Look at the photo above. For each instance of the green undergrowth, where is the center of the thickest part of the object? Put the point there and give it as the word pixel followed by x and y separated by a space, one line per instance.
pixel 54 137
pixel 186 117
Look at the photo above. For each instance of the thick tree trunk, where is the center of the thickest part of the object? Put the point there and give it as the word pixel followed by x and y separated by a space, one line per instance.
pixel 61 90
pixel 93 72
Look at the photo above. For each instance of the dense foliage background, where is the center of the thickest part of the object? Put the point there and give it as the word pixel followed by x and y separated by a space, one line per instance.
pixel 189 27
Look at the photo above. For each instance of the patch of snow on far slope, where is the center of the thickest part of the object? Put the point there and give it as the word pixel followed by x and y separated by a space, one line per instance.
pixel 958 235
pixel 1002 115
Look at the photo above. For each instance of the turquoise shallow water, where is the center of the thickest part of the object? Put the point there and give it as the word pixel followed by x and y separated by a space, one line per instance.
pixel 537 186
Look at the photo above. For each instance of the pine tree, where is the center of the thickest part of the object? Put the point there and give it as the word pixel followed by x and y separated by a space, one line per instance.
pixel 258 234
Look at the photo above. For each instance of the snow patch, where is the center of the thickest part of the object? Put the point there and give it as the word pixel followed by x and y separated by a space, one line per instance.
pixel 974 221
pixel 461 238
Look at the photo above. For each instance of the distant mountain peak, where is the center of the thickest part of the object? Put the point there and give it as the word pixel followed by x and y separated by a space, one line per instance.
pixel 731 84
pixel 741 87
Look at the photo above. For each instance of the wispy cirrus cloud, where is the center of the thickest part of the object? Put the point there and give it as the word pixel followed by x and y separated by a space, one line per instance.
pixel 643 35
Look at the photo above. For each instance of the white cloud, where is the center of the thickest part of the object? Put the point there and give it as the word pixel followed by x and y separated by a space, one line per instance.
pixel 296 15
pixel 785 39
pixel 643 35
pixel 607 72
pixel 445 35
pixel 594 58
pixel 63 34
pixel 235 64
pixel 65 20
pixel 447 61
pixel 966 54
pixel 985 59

-.-.-

--- WHAT THIS TASK INVOLVES ---
With nothing added or dropped, write out every entry.

--- TASK ANSWER ---
Look at the photo above. For each instance of the green undergrowth, where is the center of the thickest part of the object? Put the point there and give it as the word pixel followed by x and y separated by a space, one line per instance.
pixel 54 137
pixel 186 117
Look at the photo above. For each instance of the thick tree trunk, where is the center of the thickest part of the object? Put the point there and give it as the word pixel followed by x and y separated by a space, one line per instance.
pixel 61 90
pixel 93 72
Look at the photo above. For each instance of the dense foliage background, where is the center of the thickest part of the object? Put the point there and give it as the word pixel followed by x and y separated by a space, one line per instance.
pixel 189 27
Look at the photo above. For each instance of the patch of snow on far slope, where is the center of the thickest part of the object? Put the point there and give it as the word pixel followed by x and y separated by a space, one line per instance.
pixel 958 235
pixel 1002 115
Look at the photo above. For each instance of the turquoise shallow water, where is the center of the thickest part of the object? Put the point there and give it as the word pixel followed by x and y separated by a space, one line per instance.
pixel 537 186
Look at the photo above. For each instance of the pine tree, where is the center of the thickest part of the object? Put the point there and give it as the word pixel followed by x and y separated by a space, one line per instance.
pixel 258 234
Look at the photo above. For each instance of the snow patch, where is the center of the thickest part of the object? Put the point there and give it as the word pixel followed by x and y separated by a space, one line per instance.
pixel 974 221
pixel 461 238
Look at the photo above. For each instance of the distant mountain peak, where is the center of the thickest part of the object? Put the point there and give it as the word pixel followed by x and y separated by a space, one line per instance.
pixel 731 84
pixel 741 87
Look at the photo above. For each instance of the wispy cirrus cloud, where is the center of the thickest part of the object? Put the point there and give it as the word pixel followed by x and y separated by a space, one line per instance.
pixel 643 35
Look at the photo above. For each instance of the white cloud, where is the center of the thickest part of the object? Put the point there and give it as the word pixel followed by x and y separated by a space, one line per instance.
pixel 296 15
pixel 785 39
pixel 643 35
pixel 607 72
pixel 445 35
pixel 594 58
pixel 63 34
pixel 235 64
pixel 65 20
pixel 447 61
pixel 966 54
pixel 985 59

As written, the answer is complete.